• [Task description]
Transcribe the entries exactly; images are not part of the copy.

• [Records provided]

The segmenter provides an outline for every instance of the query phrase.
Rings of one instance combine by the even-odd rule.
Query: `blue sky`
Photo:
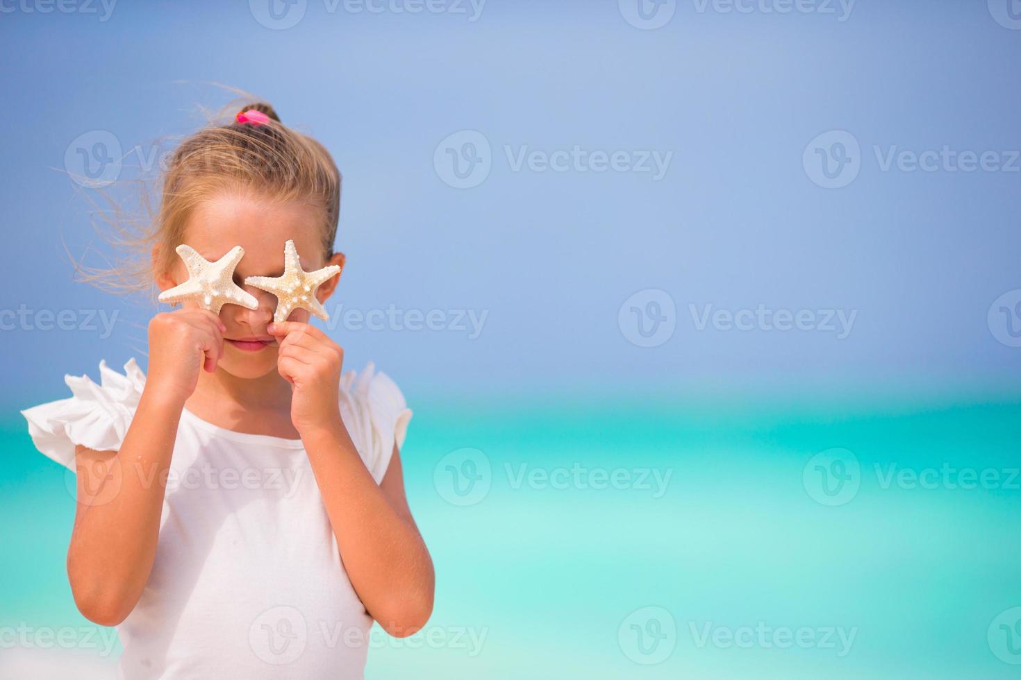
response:
[[[68,171],[97,139],[120,148],[116,179],[151,165],[230,98],[210,82],[271,101],[344,173],[331,333],[350,367],[466,394],[1021,374],[996,338],[1014,299],[990,315],[1021,289],[1006,3],[689,0],[653,30],[627,0],[46,6],[0,13],[13,394],[139,355],[151,309],[71,280],[95,190]],[[826,188],[813,159],[845,172],[838,142],[857,151]],[[455,158],[484,176],[457,188]],[[108,336],[82,310],[116,312]],[[408,329],[430,312],[440,329]],[[667,323],[653,347],[639,320]]]

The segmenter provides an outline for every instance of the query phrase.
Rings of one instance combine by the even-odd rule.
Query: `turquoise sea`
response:
[[[377,631],[367,677],[1017,677],[1021,400],[556,402],[417,409],[436,610]],[[0,676],[101,674],[116,649],[11,643],[91,624],[64,473],[18,418],[2,436]]]

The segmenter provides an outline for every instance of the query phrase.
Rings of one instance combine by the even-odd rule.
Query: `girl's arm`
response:
[[[283,322],[279,370],[294,385],[291,420],[301,434],[344,569],[369,614],[389,634],[425,626],[435,577],[404,495],[400,456],[381,484],[361,462],[340,419],[337,384],[343,350],[314,326]]]
[[[174,441],[198,371],[215,370],[221,322],[181,310],[149,323],[149,377],[118,452],[76,449],[78,510],[67,578],[79,611],[94,623],[124,621],[149,579]]]

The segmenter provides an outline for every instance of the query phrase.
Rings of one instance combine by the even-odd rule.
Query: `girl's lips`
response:
[[[244,337],[239,339],[224,338],[242,352],[259,352],[273,345],[273,338],[263,339],[261,337]]]

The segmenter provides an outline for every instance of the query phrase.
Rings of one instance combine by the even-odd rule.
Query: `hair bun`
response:
[[[272,106],[270,106],[269,104],[266,104],[265,102],[253,102],[251,104],[245,104],[244,106],[241,107],[240,110],[242,110],[242,111],[250,111],[252,109],[255,109],[256,111],[261,111],[262,113],[264,113],[268,116],[270,116],[270,118],[272,120],[276,120],[277,122],[280,122],[280,116],[277,115],[277,111],[274,110],[274,108]]]

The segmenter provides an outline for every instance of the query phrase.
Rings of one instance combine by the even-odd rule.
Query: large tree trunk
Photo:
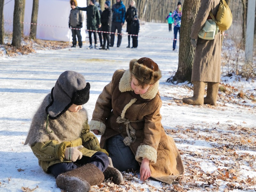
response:
[[[13,26],[12,44],[20,47],[21,43],[21,13],[23,0],[15,0],[13,12]]]
[[[36,28],[38,16],[38,8],[39,0],[33,0],[32,14],[31,16],[31,23],[30,26],[29,38],[35,39],[36,37]]]
[[[4,44],[4,0],[0,0],[0,44]]]
[[[200,1],[198,0],[185,0],[184,2],[180,26],[178,69],[175,75],[168,79],[167,82],[191,81],[195,48],[190,43],[189,36],[200,4]]]
[[[246,35],[246,0],[241,0],[243,5],[243,20],[242,20],[242,37],[243,44],[242,47],[244,49],[245,46],[245,35]]]
[[[23,0],[23,5],[21,11],[21,36],[24,36],[24,17],[25,15],[25,5],[26,0]]]

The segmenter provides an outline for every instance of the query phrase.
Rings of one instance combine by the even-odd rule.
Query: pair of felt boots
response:
[[[204,104],[210,104],[215,105],[219,91],[219,83],[207,82],[207,93],[204,98],[205,82],[203,81],[194,81],[194,94],[192,97],[183,98],[183,103],[194,105],[203,105]]]
[[[111,178],[119,185],[123,182],[123,176],[114,167],[108,167],[102,172],[94,164],[89,163],[77,169],[60,174],[56,179],[59,188],[68,192],[89,192],[91,186],[99,185],[105,179]]]

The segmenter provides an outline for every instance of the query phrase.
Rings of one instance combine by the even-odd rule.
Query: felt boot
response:
[[[108,167],[103,172],[105,179],[110,179],[114,183],[120,185],[123,182],[123,175],[121,172],[114,167]]]
[[[207,83],[207,94],[204,99],[204,103],[215,105],[219,91],[219,83]]]
[[[60,189],[68,192],[89,192],[91,186],[99,185],[104,180],[104,175],[94,164],[84,166],[59,175],[56,184]]]
[[[204,94],[205,83],[203,81],[194,81],[194,94],[192,97],[183,98],[183,103],[189,105],[203,105],[204,104]]]

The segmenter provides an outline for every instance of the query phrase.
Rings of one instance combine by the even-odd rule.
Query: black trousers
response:
[[[93,36],[94,36],[94,43],[95,44],[97,44],[97,36],[96,35],[96,32],[95,31],[88,31],[89,34],[89,41],[90,42],[90,44],[92,44],[92,34],[93,34]]]
[[[172,44],[172,48],[173,49],[176,49],[176,42],[177,41],[177,34],[179,32],[179,35],[180,35],[180,27],[174,27],[173,28],[173,32],[174,33],[174,39],[173,40],[173,43]]]
[[[72,28],[81,29],[80,26],[72,26]],[[76,44],[76,36],[77,36],[78,45],[82,45],[83,42],[82,42],[82,36],[81,36],[81,30],[71,29],[71,32],[72,32],[72,44],[74,45]]]
[[[102,172],[108,167],[109,163],[108,157],[103,152],[96,152],[91,157],[83,156],[82,159],[74,163],[60,163],[49,167],[50,172],[56,178],[60,174],[76,169],[85,164],[91,163],[97,167]]]
[[[107,47],[109,48],[109,34],[106,33],[102,33],[103,35],[103,47],[105,47],[106,46],[106,41],[107,41]]]
[[[132,47],[137,47],[138,46],[138,36],[132,36]]]
[[[169,32],[172,31],[172,23],[169,23]]]
[[[122,30],[122,26],[121,23],[117,22],[112,22],[112,25],[111,26],[111,32],[112,33],[116,33],[116,30],[117,30],[117,33],[121,33]],[[110,36],[110,46],[113,47],[114,45],[115,42],[115,34],[111,34]],[[117,47],[120,47],[122,41],[122,36],[119,34],[117,35],[117,43],[116,45]]]

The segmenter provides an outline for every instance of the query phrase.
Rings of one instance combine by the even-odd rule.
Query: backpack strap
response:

• [Answer for the task]
The segmenter provides an outline for every instance of the query phrase.
Rings of one instance combine by the even-odd rule.
Query: `blue sky`
Photo:
response:
[[[68,171],[97,139],[120,148],[116,179],[151,165],[230,98],[210,82],[271,101],[344,173],[331,333],[350,367],[466,394],[1021,374],[996,338],[1014,299],[990,315],[1021,289],[1006,3],[689,0],[653,30],[627,0],[46,6],[0,13],[13,394],[139,355],[151,309],[71,280],[95,190]],[[826,188],[813,159],[845,172],[838,142],[857,151]],[[455,158],[484,176],[457,188]],[[108,336],[82,310],[116,312]],[[408,329],[430,312],[440,329]],[[667,323],[653,347],[639,320]]]

The segmenter provides an outline for every instance of the query phrase.
Rings of one instance combine by the even-odd rule.
Query: `turquoise sea`
response:
[[[377,631],[367,677],[1017,677],[1021,400],[556,402],[417,409],[436,610]],[[0,676],[101,674],[116,649],[11,643],[91,624],[64,473],[18,418],[2,436]]]

The segmenter provides an outline for every instance of the query phrase.
Rings of one instance combine by the even-odd rule.
Query: `girl's arm`
response:
[[[283,322],[279,370],[294,385],[291,420],[301,434],[344,569],[369,614],[389,634],[425,626],[435,577],[404,495],[400,456],[381,484],[361,462],[340,419],[337,384],[343,350],[314,326]]]
[[[174,441],[198,371],[215,370],[221,322],[181,310],[149,323],[149,377],[118,452],[76,449],[78,510],[67,578],[79,611],[94,623],[124,621],[149,579]]]

The segmenter provides an outline for every instance of the query phrase.
Rings of one instance combine by the even-odd rule.
Query: `girl's lips`
response:
[[[244,337],[239,339],[224,338],[242,352],[259,352],[273,345],[273,338],[263,339],[261,337]]]

The segmenter provides an outline for every instance of the query phrase.
Rings of one instance combine by the even-odd rule.
Query: `hair bun`
response:
[[[272,106],[270,106],[269,104],[266,104],[265,102],[253,102],[251,104],[245,104],[244,106],[241,107],[240,110],[242,110],[242,111],[250,111],[252,109],[255,109],[256,111],[261,111],[262,113],[264,113],[268,116],[270,116],[270,118],[272,120],[276,120],[277,122],[280,122],[280,116],[277,115],[277,111],[274,110],[274,108]]]

The segmenter provides an outline for every instance of the query phrase.
Rings of one instance combine by the even-odd rule.
Query: large tree trunk
Photo:
response:
[[[13,26],[12,44],[20,47],[21,43],[21,13],[23,0],[15,0],[13,12]]]
[[[36,28],[38,16],[38,8],[39,0],[33,0],[32,14],[31,16],[31,23],[30,26],[29,38],[35,39],[36,37]]]
[[[4,44],[4,0],[0,0],[0,44]]]
[[[200,1],[198,0],[185,0],[184,2],[180,26],[178,69],[175,75],[168,79],[167,82],[191,81],[195,48],[190,43],[189,36],[200,4]]]
[[[246,35],[246,0],[241,0],[243,5],[243,20],[242,20],[242,37],[243,44],[242,47],[244,49],[245,46],[245,35]]]
[[[23,0],[23,5],[21,11],[21,36],[24,36],[24,17],[25,15],[25,5],[26,0]]]

The segmenter provides an outline for every instance of the query phrase.
Rings of one instance combine by the even-odd rule.
Query: pair of felt boots
response:
[[[204,104],[210,104],[215,105],[219,91],[219,83],[207,82],[207,93],[204,98],[205,82],[203,81],[194,81],[194,94],[192,97],[183,98],[183,103],[194,105],[203,105]]]
[[[111,178],[119,185],[123,182],[123,176],[114,167],[108,167],[102,172],[94,164],[89,163],[77,169],[60,174],[56,179],[59,188],[68,192],[89,192],[91,186],[99,185],[105,179]]]

The segmenter provides an outline for every instance of the query phrase.
Rings of one instance combine by the even-odd rule.
Query: felt boot
response:
[[[108,167],[103,172],[105,179],[110,179],[114,183],[120,185],[123,182],[123,175],[121,172],[114,167]]]
[[[207,83],[207,94],[204,99],[204,103],[215,105],[219,91],[219,83]]]
[[[60,189],[68,192],[89,192],[91,186],[99,185],[104,180],[104,175],[94,164],[84,166],[59,175],[56,184]]]
[[[204,94],[205,83],[203,81],[194,81],[194,94],[192,97],[183,98],[183,103],[189,105],[203,105],[204,104]]]

The segmenter provides an outline for every instance of the query phrase.
Rings of one instance combine by the even-odd rule.
Query: black trousers
response:
[[[93,36],[94,36],[94,43],[95,44],[97,44],[97,36],[96,35],[96,32],[95,31],[88,31],[89,34],[89,41],[90,42],[90,44],[92,44],[92,34],[93,34]]]
[[[172,44],[172,48],[173,49],[176,49],[176,42],[177,41],[177,34],[179,32],[179,35],[180,35],[180,27],[174,27],[173,28],[173,32],[174,33],[174,39],[173,40],[173,43]]]
[[[72,28],[81,29],[80,26],[72,26]],[[76,44],[76,36],[77,36],[78,45],[82,45],[83,42],[82,42],[82,36],[81,36],[81,30],[71,29],[71,32],[72,32],[72,44],[74,45]]]
[[[102,172],[108,167],[109,163],[108,157],[103,152],[96,152],[91,157],[83,156],[82,159],[74,163],[60,163],[49,167],[50,172],[56,178],[60,174],[76,169],[85,164],[91,163],[97,167]]]
[[[107,47],[109,48],[109,34],[106,33],[102,33],[103,35],[103,47],[105,47],[106,46],[106,41],[107,41]]]
[[[132,47],[137,47],[138,46],[138,36],[132,36]]]
[[[169,32],[172,31],[172,23],[169,23]]]
[[[122,30],[122,26],[121,23],[117,22],[112,22],[112,25],[111,26],[111,32],[112,33],[116,33],[116,30],[117,30],[117,33],[121,33]],[[110,36],[110,46],[113,47],[114,45],[115,42],[115,34],[111,34]],[[117,47],[120,47],[122,41],[122,36],[119,34],[117,35],[117,43],[116,45]]]

The segmenter provides an outline for every instance of the query phrase.
Rings of one instance combine by the even-odd rule.
Query: backpack strap
response:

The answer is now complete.